| Complete the following |
1. Duplicate the excerpt on VA and DoD deployment health coordination from "VA applauds the" to "war has ended.".
2. Pick up the excerpt on VA and DoD deployment health after its final sentence and carry it forward.

| Document extract |
▼

Deployment Health Work Group
One of the important lessons learned since the Gulf War was the need for continuous and formal intergovernmental coordination among VA, DoD, and Department of Health and Human Services ( HHS). As a result, the Deployment Health Work Group of the VA- DoD Health Executive Council was established in 2002 to ensure interagency coordination for all veteran and military deployment health issues. Governmental coordination will play a critical role in addressing health problems among veterans in future conflicts and peacekeeping missions. This work group has met repeatedly during the recent conflict in Iraq to coordinate government efforts, such as the development of a roster of deployed troops.
Transmission of Health Data between DoD and VA
VA and DoD are closely collaborating to develop the capability to share medical information electronically. Recently, the VA/ DoD Joint Executive Council and Health Executive Council approved the adoption of the Joint VA/ DoD Electronic Health Records Plan. This plan provides for the exchange of health data and development of a common health information infrastructure supported by common data communications, security and software standards. This will allow interoperability of DoD and VA high performance health information systems. Since June 2002, VA providers have had online access to health information from DoD's Composite Health Care System for discharged and retired service members. Currently, such information is available for more than 1.5 million separated service members. Key initiatives in the Electronic Health Records Plan are the Federal Health Information Exchange ( FHIE) and HeatlhePeople (Federal), which allows VA clinicians to view DoD health information for separated service members.
VA applauds the efforts of DoD to prevent health problems among deployed troops and to provide immediate care for combat casualties. DoD has made substantial progress in lowering morbidity and mortality rates on the battlefield. Nevertheless, we have to focus greater attention on the long-term health problems of veterans that occur after every war. The trauma of warfare has lasting effects. The physical and psychological wounds of war heal slowly, and toxic exposures on the battlefield may have enduring health consequences long after the actual war has ended.

▲

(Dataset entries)
▼

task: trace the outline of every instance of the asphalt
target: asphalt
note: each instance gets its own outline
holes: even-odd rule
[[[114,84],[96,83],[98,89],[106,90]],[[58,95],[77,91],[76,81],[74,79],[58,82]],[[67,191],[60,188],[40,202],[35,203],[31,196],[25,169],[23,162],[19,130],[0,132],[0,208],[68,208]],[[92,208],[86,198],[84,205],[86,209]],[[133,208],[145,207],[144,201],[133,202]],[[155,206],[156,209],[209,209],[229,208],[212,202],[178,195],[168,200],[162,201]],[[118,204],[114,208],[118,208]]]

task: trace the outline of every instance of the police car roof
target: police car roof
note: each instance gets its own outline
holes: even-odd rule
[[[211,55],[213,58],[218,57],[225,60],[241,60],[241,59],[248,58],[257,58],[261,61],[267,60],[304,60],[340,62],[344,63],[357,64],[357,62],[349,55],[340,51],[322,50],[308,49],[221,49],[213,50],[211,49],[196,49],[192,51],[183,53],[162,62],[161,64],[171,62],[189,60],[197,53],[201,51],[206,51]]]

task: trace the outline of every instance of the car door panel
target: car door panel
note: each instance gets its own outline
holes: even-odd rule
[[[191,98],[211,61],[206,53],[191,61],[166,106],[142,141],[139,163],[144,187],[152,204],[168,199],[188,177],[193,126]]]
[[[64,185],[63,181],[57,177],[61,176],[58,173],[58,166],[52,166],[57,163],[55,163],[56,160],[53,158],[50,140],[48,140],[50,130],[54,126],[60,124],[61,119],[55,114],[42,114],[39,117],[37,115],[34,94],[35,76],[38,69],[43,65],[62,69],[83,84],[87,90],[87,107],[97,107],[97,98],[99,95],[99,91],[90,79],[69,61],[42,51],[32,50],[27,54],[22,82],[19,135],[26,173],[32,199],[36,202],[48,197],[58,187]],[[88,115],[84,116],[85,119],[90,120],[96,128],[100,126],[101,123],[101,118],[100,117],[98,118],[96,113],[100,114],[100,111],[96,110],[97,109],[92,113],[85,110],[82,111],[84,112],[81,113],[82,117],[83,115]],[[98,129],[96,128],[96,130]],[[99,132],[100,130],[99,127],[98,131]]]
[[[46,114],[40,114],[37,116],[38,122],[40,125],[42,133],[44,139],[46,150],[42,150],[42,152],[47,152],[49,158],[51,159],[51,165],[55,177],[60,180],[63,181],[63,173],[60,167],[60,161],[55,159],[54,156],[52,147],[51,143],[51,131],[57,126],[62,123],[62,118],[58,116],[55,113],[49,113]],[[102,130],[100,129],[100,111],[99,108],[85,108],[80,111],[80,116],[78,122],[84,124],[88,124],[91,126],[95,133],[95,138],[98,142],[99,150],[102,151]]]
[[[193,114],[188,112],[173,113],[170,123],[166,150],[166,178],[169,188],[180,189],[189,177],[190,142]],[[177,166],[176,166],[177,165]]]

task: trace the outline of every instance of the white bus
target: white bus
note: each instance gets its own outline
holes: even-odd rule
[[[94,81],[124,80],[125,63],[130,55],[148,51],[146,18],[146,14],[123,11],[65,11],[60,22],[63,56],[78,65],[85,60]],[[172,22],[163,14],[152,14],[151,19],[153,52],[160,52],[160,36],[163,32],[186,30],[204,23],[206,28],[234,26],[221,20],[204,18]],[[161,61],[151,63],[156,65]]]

▲

| Your written answers |
1.
VA applauds the efforts of DoD to prevent health problems among deployed troops and to provide immediate care for combat casualties. DoD has made substantial progress in lowering morbidity and mortality rates on the battlefield. Nevertheless, we have to focus greater attention on the long-term health problems of veterans that occur after every war. The trauma of warfare has lasting effects. The physical and psychological wounds of war heal slowly, and toxic exposures on the battlefield may have enduring health consequences long after the actual war has ended.

2.
The key to addressing the long-term needs of veterans is improved medical record-keeping and environmental surveillance. VA therefore is actively engaged with DoD in obtaining as much deployment health and exposure information as possible, including data on troop locations and data collected as part of pre- and post-deployment health screening.
A veteran separating from military service and seeking assistance today from VA will receive improved health care and disability assistance. VA has successfully developed new programs and adapted many existing programs for the benefit of combat veterans. VA also has significant experience with the special provisions in law authorizing disability compensation for war veterans with unexplained symptoms. In collaboration with other federal agencies, VA has initiated new programs for developing and coordinating federal research on veterans' health questions. The Department of Veterans Affairs is committed to helping ensure the health of service members both during deployment and after they leave military service.
Mr. Chairman, this concludes my statement. Dr. Hyams and I will be happy to respond to any questions that you or other members of the subcommittee might have.